What the exercise asks. Print each line of the data below without changing anything.

Exercise materials.
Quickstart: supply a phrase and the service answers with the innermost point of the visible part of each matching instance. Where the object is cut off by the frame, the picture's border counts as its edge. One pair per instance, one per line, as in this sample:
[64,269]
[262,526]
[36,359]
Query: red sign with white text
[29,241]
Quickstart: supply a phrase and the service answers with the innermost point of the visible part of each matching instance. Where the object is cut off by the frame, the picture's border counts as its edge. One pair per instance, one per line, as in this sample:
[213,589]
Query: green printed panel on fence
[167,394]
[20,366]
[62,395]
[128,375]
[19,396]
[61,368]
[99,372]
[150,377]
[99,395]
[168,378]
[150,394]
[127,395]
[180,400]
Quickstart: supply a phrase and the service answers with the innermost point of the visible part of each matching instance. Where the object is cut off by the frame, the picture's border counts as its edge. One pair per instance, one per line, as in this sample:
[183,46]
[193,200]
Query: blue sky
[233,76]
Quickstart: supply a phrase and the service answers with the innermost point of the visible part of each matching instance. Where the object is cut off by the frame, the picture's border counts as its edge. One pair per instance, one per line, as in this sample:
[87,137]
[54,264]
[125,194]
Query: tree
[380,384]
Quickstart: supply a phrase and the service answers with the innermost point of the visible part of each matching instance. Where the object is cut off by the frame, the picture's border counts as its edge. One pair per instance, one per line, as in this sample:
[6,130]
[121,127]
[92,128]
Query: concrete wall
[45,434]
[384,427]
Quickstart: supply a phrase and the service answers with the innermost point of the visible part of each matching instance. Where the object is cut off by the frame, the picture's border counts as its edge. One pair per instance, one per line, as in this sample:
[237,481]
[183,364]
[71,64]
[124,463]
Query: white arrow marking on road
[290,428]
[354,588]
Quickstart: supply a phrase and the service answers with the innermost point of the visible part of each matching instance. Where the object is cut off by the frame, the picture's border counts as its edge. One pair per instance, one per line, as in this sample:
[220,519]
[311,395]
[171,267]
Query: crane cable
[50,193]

Result for this task.
Quickstart: supply a phrase and the service answers with the innermost point of the visible part of each matching instance. Where the object is cut off by the frame, the picture's border counts as its edge. One pair per instance, one per line, as in this sample:
[64,269]
[262,526]
[36,359]
Query: red sign with white text
[29,241]
Quickstart: supply a phrase and the service answers with the innermost point of the visible part of each matching instance. Where the object is cut off by the frame, the picture's border counts as its edge. One pair per instance, one per line, as in this sample:
[213,589]
Query: green printed panel on fence
[167,394]
[20,366]
[62,395]
[128,375]
[19,396]
[61,368]
[99,372]
[150,377]
[99,395]
[168,378]
[150,394]
[127,395]
[180,400]
Quickstart: supply a phrase and the service answers with the innermost point of the visible part of each matching instance. Where the object is cut off by the frame, the picture's border counts as its edge. One pair per instance, one per line, as in this sample:
[183,46]
[193,200]
Query: blue sky
[233,76]
Quickstart: supply a phrase and the service answers with the innermost point of the visible part of each matching instance. Where the object is cut off by the frame, the picture's border counts as its edge. One pair per instance, one per line, as in this sample:
[87,137]
[54,264]
[125,194]
Query: tree
[380,384]
Quickstart: supply a phrase and the service answers with the innermost point of the visible part of each matching instance. Where the object is cut off by the frame, the picture's border counts as its edge. One pair per instance, one per line, as in this sample:
[6,130]
[121,127]
[92,128]
Query: concrete wall
[45,434]
[384,427]
Quickstart: supply a phrase and the service answers with the innermost point of the visible part of each matching instance. Where the object is cut off by the frame, the picture's border counts as its edge. One pair per instance, one per line, as in this sample:
[237,481]
[183,364]
[71,64]
[124,463]
Query: white arrow marking on road
[290,428]
[354,588]
Quickstart: supply a phrase and the service answers with the innermost point of the visible part of each matching instance. Where the object is cut off by the frame, the picture's border counts as its edge. One pair per instance, one per line, as in this sample:
[220,519]
[311,395]
[171,267]
Query: crane cable
[50,193]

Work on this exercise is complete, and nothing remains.